*To do*
Word for word, please copy the listing below, with its pictures left out.

══════════════════════════════

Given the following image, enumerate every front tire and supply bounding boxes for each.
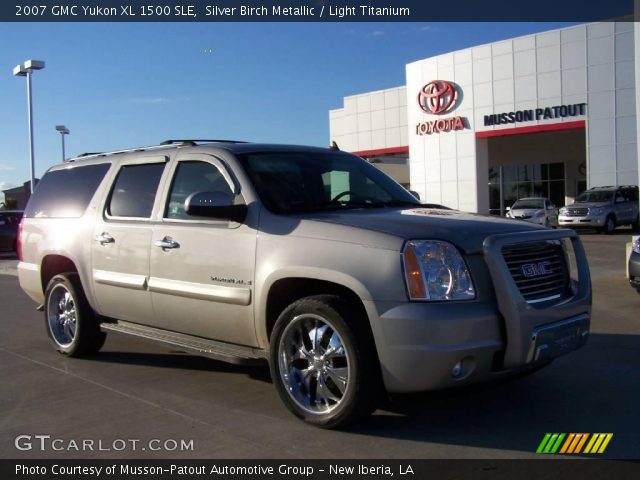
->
[44,274,106,356]
[269,295,380,429]
[602,215,616,235]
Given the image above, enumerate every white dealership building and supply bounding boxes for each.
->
[329,21,640,214]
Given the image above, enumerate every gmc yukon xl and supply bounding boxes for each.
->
[18,140,592,428]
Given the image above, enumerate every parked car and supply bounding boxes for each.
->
[17,140,592,428]
[630,237,640,295]
[506,197,558,227]
[559,185,639,234]
[0,210,23,253]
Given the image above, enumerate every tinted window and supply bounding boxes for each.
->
[107,163,165,218]
[576,190,613,203]
[25,164,110,218]
[238,152,419,214]
[165,161,233,219]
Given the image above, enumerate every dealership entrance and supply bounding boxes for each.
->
[480,126,587,216]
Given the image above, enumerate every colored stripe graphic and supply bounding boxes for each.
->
[536,433,552,453]
[559,434,575,454]
[574,433,589,453]
[538,433,613,454]
[584,433,614,454]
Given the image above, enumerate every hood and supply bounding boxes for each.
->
[510,208,544,217]
[303,207,545,254]
[566,201,610,209]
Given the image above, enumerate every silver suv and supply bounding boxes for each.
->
[18,140,592,428]
[559,186,639,234]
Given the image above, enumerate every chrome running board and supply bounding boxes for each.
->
[100,320,266,365]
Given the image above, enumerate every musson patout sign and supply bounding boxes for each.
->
[416,80,468,135]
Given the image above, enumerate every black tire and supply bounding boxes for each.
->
[269,295,381,429]
[602,215,616,235]
[44,273,106,356]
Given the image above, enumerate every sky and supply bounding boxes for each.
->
[0,21,577,199]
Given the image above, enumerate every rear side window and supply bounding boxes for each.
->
[25,164,111,218]
[107,163,165,218]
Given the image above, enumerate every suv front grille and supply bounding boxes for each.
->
[565,207,588,217]
[502,241,569,303]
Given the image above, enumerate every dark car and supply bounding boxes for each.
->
[630,237,640,294]
[0,210,23,253]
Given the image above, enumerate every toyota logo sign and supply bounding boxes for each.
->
[418,80,457,115]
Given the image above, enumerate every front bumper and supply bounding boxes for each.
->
[558,214,606,228]
[366,229,591,393]
[509,215,545,225]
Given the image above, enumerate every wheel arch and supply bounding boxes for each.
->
[257,270,377,354]
[41,254,79,292]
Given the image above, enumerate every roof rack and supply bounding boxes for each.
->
[76,152,103,157]
[160,139,247,146]
[65,143,175,163]
[64,139,249,163]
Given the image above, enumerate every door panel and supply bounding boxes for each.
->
[149,155,258,347]
[149,222,257,346]
[91,223,155,322]
[91,158,168,324]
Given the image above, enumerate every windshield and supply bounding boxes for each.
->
[576,191,613,203]
[237,151,420,214]
[512,199,545,210]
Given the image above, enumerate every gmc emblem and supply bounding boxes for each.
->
[521,261,552,278]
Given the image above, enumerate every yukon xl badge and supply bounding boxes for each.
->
[521,261,552,278]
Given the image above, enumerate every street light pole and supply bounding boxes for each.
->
[26,70,35,193]
[56,125,70,162]
[13,59,45,195]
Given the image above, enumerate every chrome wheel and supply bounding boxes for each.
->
[47,284,77,347]
[278,313,350,415]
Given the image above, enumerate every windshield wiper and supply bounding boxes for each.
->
[381,200,421,207]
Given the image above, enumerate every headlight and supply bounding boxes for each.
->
[536,211,545,218]
[559,207,567,215]
[633,238,640,254]
[402,240,476,301]
[589,207,604,216]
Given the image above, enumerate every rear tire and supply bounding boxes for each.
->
[269,295,381,429]
[44,274,106,357]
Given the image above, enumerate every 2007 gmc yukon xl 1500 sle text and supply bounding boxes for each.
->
[17,140,591,428]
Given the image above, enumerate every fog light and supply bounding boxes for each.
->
[452,362,462,378]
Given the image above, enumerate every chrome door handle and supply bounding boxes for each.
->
[154,237,180,250]
[95,232,114,245]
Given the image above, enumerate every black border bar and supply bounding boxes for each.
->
[2,0,636,22]
[3,459,640,480]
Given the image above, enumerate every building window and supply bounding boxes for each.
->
[489,162,565,216]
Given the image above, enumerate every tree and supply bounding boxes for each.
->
[0,198,17,210]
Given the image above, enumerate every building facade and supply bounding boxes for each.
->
[329,21,640,214]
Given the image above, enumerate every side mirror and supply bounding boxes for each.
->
[184,191,247,223]
[409,190,421,200]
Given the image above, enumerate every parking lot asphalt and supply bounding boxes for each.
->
[0,231,638,459]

══════════════════════════════

*Result*
Given the following image, enumerate every front tire and supply bounding boxes for each.
->
[44,274,106,356]
[269,295,380,429]
[602,215,616,235]
Given the image above, enumerate every white dealership building and supply bounding boxes for each.
->
[329,21,640,214]
Given the image above, enumerate every gmc yukon xl and supply bounding boxes for each.
->
[18,140,592,428]
Given the image above, enumerate every parked car and supply bounding boxes for each.
->
[17,140,592,428]
[630,237,640,295]
[506,197,558,227]
[559,185,639,234]
[0,210,23,253]
Given the image above, enumerate every tinted window and supply bounding boxes for each.
->
[107,163,165,218]
[576,190,613,203]
[25,164,110,218]
[238,152,419,214]
[165,161,233,219]
Given the image above, enumerate every dealership entrance and supply bounding boxes for each.
->
[480,126,587,216]
Given the image above, enumerate every colored stripe graphic and supply bounding boxes for each.
->
[536,433,552,453]
[559,434,575,454]
[574,433,589,453]
[538,433,613,454]
[584,433,614,454]
Given the image above, enumerate every hood and supply bounding boxes for each.
->
[510,208,544,217]
[303,207,545,254]
[566,201,610,209]
Given the image above, enumerate every silver suv and supply bounding boxes for each.
->
[18,140,592,428]
[559,186,639,234]
Given the image above, enumerate every chrome running board and supply bounding boxes for each.
->
[100,320,266,365]
Given the image above, enumerate every musson patout sign and supply bounding boxes for each.
->
[416,80,468,135]
Given the image above, enumerate every black tire and supply bounding boxes for each.
->
[269,295,381,429]
[602,215,616,235]
[44,273,106,356]
Given the image above, enumerate every sky and supply bounding boxes for each.
->
[0,21,577,199]
Given the image above, enumerate every rear side window and supply bounding boxes for each.
->
[25,164,111,218]
[107,163,165,218]
Given the image above, enumerate every suv front grille and supply bounding boxes for each.
->
[565,207,588,217]
[502,241,569,303]
Given the image above, enumerate every dark car and supply bounding boxes for each.
->
[630,237,640,294]
[0,210,23,253]
Given the image above, enumerate every toyota logo sign and supply bounding boxes for each.
->
[418,80,457,115]
Given the image above, enumerate every front bumper and supply bounding boxes for each.
->
[558,214,606,228]
[366,229,591,393]
[509,215,545,225]
Given the image above, enumerate every wheel arch and supply bounding boxes for each.
->
[257,270,377,354]
[41,254,79,292]
Given the image above, enumerate every roof rack and supply bounding boxes for each.
->
[76,152,103,157]
[160,139,247,146]
[65,143,175,163]
[64,139,249,163]
Given the image above, enumerate every door panel and supply bounding boxes for each.
->
[149,155,258,347]
[149,222,257,346]
[91,223,155,322]
[91,158,168,324]
Given the image above, enumerate every windshield and supply bounding boxes for each.
->
[576,191,613,203]
[237,151,420,214]
[512,199,545,210]
Given the image above, enumerate every gmc emblem and supply bounding boxes for each.
->
[521,261,552,278]
Given the image above, enumerate every yukon xl badge and supply bounding boxes for each.
->
[521,261,552,278]
Given the image above, enumerate every street light pole and supply bounding boxes for each.
->
[26,70,35,193]
[56,125,70,162]
[13,59,45,195]
Given the image above, enumerate every chrome wheel and supply bounding boxes for each.
->
[47,284,77,347]
[278,313,350,415]
Given the image above, enumerate every windshield wiper and supply bounding boxes for each.
->
[381,200,421,207]
Given the image above, enumerate every headlight and supply bounding boxes for each.
->
[536,211,545,218]
[559,207,567,215]
[633,238,640,254]
[402,240,476,301]
[589,207,604,216]
Given the image above, enumerate every rear tire and supply bounding boxes for each.
->
[269,295,381,429]
[44,274,106,357]
Given the image above, enumerate every 2007 gmc yukon xl 1500 sle text and supply bounding boxes for each.
->
[17,140,591,428]
Given the image above, enumerate every fog light and supply bounding boxes for each.
->
[452,362,462,378]
Given the image above, enumerate every chrome door handle and supply bounding boxes for each.
->
[154,237,180,250]
[95,232,114,245]
Given the image above, enumerate every black border bar and supply bounding boxes for each.
->
[2,0,636,22]
[3,459,640,480]
Given the image above, enumerate every building window and supply bounding boxes for each.
->
[489,162,565,216]
Given the image above, enumerate every tree and supply bounding boxes for each.
->
[0,198,17,210]
Given the image above, enumerate every building facade and supply bounding boxes for each.
->
[329,21,640,214]
Given the image above, enumerate every side mirror and supply bounding boxes for each.
->
[184,191,247,223]
[409,190,421,200]
Given the image above, enumerate every parking lot asphalt and supply bounding boxes for each.
->
[0,231,638,459]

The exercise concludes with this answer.